- [TASK PROMPT]:
Your task is to count the lines of the records that contain "span". Answer with the number and nothing else.

- [INPUT FOR THIS TASK]:
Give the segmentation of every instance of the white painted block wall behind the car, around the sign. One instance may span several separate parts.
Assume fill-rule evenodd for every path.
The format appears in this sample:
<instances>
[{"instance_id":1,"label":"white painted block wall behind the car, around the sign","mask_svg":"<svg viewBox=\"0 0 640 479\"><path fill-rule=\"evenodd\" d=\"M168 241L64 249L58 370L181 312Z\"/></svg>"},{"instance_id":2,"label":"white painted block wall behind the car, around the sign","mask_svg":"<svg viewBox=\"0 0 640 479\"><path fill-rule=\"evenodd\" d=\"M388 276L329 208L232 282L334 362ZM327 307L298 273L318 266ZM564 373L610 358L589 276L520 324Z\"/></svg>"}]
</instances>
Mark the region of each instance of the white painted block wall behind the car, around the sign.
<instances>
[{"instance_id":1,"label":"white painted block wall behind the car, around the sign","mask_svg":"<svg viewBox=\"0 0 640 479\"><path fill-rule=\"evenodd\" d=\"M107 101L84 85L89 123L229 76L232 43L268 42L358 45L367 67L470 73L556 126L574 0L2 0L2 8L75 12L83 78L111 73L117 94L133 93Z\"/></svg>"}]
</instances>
* * *
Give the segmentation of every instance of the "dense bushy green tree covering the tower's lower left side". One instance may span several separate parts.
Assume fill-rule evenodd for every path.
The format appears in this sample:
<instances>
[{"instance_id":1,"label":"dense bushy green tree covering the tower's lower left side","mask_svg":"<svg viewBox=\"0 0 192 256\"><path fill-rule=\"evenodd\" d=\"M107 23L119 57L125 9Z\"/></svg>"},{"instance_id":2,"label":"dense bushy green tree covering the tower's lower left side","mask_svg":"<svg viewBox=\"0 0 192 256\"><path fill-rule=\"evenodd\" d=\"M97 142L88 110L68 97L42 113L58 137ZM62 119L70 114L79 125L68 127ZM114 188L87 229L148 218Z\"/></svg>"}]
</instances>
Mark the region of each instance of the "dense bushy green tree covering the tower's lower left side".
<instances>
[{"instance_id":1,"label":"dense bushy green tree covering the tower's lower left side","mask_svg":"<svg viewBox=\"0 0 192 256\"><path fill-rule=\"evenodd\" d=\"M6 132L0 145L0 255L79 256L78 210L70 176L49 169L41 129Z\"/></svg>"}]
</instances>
--
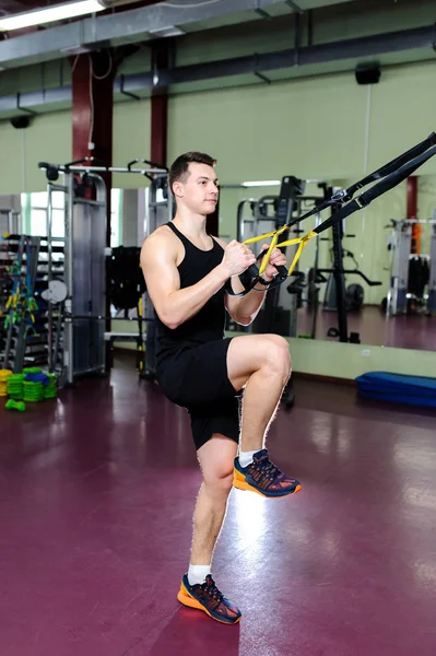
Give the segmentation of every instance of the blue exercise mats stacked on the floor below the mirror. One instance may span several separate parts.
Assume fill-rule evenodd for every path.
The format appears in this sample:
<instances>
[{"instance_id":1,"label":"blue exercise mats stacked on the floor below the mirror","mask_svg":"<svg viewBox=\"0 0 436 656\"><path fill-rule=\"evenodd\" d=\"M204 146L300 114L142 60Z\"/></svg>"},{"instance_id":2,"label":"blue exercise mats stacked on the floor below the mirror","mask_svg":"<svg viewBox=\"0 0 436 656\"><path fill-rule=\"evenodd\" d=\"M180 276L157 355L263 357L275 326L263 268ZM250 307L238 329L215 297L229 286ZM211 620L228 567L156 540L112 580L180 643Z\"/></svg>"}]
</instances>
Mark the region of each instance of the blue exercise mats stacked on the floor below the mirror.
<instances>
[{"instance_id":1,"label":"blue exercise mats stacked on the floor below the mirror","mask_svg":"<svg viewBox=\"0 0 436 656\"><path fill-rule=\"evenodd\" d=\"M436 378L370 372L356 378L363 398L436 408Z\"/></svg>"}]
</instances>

- [ANSWER]:
3